_PROBLEM TO SOLVE_: Copy out the entries starting at the line that contains "cap in the photo above." and ending at the end of the entries, keeping every line. Multiply each coordinate in the answers by 1.5 and round it to a whole number, with halves rounded up, and leave all other numbers as they are.

(Location labeling entries)
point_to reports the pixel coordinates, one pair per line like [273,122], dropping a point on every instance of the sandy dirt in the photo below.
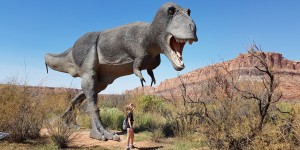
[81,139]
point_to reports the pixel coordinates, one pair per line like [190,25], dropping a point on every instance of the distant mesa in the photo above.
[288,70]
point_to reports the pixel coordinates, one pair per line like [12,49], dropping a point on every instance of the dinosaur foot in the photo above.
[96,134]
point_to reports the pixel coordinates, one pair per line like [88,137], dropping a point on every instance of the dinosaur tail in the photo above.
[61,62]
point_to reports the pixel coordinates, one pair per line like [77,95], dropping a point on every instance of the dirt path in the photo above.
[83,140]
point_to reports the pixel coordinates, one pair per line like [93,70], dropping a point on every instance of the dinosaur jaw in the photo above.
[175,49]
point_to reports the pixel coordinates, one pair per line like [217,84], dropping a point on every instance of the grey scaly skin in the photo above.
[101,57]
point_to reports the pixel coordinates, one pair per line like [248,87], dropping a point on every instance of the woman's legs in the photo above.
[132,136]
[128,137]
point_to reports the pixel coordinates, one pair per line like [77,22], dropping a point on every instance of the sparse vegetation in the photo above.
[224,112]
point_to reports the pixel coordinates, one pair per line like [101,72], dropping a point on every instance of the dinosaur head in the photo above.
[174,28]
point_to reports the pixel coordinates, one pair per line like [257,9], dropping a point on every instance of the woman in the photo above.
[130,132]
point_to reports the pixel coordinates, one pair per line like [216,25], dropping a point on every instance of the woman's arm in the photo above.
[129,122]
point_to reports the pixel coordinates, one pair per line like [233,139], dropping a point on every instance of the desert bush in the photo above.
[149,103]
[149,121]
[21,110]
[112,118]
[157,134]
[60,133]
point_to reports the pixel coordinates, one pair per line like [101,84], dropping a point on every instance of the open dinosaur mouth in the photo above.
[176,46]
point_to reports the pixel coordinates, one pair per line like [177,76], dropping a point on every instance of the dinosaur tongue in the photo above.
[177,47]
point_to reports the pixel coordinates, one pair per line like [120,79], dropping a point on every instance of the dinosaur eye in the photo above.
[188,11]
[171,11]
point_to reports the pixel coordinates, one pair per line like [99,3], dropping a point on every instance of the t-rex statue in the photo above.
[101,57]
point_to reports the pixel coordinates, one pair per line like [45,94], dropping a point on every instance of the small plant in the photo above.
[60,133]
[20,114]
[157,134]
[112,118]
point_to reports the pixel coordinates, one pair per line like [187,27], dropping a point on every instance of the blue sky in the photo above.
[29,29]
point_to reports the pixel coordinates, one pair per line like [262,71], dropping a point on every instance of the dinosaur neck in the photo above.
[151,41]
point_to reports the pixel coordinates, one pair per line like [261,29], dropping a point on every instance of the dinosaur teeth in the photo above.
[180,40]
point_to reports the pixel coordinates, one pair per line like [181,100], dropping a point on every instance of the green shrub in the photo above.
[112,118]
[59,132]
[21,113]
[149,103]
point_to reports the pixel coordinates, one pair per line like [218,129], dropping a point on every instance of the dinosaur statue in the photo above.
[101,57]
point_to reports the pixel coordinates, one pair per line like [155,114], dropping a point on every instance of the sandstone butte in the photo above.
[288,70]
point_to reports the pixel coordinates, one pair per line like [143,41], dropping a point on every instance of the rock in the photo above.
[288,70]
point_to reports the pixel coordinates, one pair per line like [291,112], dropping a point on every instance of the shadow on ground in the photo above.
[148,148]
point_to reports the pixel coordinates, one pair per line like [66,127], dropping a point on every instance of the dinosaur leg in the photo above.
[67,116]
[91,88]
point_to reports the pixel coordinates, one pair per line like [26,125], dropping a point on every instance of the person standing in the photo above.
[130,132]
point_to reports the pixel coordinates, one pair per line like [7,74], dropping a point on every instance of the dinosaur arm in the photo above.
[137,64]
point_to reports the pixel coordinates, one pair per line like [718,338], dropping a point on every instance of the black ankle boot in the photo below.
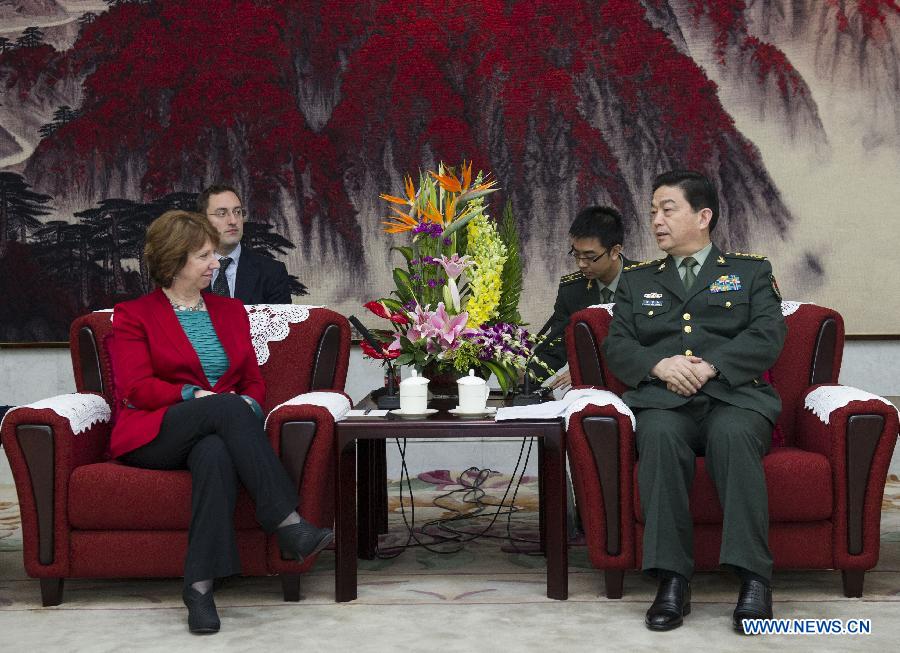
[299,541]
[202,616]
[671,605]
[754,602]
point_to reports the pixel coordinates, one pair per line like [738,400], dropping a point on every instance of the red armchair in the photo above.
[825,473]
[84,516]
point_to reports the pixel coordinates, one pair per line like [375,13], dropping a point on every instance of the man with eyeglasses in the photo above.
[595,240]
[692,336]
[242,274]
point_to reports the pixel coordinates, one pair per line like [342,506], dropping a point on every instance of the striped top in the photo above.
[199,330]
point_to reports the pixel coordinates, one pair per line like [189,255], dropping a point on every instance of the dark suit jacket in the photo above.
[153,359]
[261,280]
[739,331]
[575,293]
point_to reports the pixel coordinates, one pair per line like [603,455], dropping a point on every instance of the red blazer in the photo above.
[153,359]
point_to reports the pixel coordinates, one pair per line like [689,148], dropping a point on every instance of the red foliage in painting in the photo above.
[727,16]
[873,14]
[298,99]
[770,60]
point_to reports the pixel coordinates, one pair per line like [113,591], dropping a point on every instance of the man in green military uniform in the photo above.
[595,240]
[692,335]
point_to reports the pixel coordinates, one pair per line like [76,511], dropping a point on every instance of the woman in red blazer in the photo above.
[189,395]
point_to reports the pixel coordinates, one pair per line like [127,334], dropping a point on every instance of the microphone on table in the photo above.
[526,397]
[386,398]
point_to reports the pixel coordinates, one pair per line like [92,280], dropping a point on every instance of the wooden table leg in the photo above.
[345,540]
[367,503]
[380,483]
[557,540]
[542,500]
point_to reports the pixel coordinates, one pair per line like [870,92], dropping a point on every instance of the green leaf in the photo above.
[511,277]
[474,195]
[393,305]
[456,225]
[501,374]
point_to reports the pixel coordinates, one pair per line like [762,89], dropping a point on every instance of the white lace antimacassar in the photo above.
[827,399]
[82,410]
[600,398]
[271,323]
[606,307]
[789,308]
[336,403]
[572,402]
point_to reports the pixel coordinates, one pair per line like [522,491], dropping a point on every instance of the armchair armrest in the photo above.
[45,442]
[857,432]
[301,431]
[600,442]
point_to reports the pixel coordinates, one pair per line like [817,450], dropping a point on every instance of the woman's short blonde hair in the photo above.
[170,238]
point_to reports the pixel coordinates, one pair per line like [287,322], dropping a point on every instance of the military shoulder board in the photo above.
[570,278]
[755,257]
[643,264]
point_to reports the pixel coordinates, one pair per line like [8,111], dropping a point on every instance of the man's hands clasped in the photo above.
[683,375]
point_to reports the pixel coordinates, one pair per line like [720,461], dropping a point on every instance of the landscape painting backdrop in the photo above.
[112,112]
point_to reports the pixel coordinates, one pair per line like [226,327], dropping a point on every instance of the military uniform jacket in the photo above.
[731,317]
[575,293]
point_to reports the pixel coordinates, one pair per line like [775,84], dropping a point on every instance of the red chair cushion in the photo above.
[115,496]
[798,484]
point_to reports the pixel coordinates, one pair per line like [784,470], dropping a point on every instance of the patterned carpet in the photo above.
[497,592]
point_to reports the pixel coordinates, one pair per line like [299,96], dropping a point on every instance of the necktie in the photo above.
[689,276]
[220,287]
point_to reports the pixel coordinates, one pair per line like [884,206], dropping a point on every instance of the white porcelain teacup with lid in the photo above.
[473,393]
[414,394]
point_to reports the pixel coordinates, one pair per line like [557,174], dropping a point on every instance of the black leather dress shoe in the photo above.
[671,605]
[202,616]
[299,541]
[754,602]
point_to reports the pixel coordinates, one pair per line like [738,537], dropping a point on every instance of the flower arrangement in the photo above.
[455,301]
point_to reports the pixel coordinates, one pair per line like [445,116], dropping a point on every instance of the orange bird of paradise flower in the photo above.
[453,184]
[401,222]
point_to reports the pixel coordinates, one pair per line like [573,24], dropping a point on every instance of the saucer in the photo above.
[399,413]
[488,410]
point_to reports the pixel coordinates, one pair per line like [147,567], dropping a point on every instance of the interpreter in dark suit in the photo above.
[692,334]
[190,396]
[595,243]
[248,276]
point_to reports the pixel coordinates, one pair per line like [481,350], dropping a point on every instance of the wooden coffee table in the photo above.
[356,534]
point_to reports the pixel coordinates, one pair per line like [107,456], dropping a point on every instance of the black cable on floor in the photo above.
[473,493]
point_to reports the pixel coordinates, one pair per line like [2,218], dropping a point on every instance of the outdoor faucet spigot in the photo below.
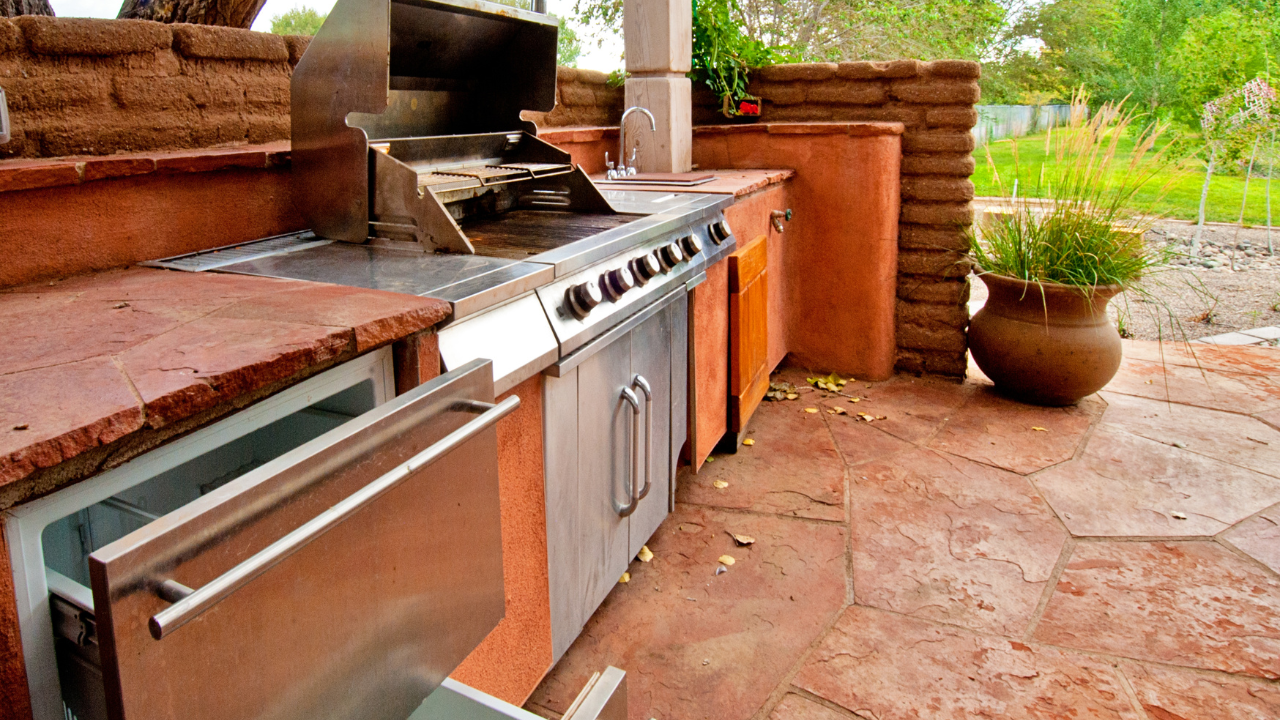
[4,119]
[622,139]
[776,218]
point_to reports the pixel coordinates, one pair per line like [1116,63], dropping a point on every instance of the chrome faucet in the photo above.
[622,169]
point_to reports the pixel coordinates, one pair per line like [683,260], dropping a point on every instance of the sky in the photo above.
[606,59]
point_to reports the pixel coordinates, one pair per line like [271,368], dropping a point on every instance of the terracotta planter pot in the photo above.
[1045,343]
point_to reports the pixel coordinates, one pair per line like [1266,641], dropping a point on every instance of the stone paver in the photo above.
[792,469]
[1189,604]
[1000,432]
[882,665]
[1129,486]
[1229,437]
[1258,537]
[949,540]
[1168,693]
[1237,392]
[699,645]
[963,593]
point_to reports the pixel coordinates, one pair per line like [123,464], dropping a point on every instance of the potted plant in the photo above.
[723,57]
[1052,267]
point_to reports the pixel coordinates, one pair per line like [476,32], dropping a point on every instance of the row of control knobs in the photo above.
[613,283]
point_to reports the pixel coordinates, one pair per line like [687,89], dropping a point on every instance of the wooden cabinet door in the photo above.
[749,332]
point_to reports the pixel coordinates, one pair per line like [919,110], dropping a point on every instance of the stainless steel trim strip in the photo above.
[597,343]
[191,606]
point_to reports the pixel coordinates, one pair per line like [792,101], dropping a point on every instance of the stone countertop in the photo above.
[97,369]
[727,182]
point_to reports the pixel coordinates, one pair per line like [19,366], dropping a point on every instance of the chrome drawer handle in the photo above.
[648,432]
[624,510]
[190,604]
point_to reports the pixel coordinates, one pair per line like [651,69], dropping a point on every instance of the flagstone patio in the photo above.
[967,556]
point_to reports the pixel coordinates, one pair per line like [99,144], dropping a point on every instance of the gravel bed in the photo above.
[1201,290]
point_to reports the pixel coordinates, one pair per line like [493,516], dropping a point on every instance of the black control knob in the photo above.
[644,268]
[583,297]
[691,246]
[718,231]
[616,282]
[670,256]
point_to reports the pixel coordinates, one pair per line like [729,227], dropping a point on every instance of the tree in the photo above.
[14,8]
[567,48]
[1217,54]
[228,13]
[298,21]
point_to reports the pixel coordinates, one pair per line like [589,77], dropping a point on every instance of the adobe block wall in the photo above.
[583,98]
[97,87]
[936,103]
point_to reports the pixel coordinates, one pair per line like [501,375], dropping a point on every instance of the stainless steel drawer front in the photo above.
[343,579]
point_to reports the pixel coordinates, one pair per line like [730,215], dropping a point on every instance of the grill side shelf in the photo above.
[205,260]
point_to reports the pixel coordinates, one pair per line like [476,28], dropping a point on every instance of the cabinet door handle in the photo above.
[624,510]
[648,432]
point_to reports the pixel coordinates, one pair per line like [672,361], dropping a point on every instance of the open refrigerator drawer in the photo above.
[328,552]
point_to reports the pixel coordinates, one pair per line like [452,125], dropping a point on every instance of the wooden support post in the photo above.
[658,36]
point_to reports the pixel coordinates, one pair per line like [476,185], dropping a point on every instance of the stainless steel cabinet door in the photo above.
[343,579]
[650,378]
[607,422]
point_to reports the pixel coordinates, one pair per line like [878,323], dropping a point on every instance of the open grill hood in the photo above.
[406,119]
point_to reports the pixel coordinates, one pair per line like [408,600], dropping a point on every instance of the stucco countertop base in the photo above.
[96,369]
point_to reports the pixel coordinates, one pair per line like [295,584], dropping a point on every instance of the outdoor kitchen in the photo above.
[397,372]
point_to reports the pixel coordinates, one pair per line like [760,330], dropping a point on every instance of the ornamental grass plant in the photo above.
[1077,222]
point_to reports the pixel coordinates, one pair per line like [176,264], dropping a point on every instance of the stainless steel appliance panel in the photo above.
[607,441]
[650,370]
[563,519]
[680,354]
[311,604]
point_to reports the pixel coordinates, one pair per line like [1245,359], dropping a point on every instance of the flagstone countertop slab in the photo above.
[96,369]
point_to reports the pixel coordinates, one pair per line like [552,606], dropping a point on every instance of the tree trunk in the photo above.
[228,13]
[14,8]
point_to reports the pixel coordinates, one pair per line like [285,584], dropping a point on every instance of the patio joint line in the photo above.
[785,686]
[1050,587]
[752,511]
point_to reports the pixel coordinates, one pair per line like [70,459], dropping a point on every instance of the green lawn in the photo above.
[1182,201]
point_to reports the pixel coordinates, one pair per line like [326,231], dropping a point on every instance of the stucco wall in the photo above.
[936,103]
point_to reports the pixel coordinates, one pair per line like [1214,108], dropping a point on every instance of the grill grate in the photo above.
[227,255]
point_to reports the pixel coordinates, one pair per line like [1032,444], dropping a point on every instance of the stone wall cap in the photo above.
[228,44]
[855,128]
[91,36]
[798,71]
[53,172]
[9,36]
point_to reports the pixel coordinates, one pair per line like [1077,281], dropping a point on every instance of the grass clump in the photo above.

_WORKED SOLUTION_:
point_to reports the pixel coordinates, one pair per line like [1032,444], dropping a point on every instance of the stone wall cap in the photo above.
[342,66]
[1283,192]
[137,54]
[1197,107]
[80,258]
[14,54]
point_to reports the pixel coordinates, one pair per line like [1077,281], dropping a point on every instance of the grass clump in the photo above.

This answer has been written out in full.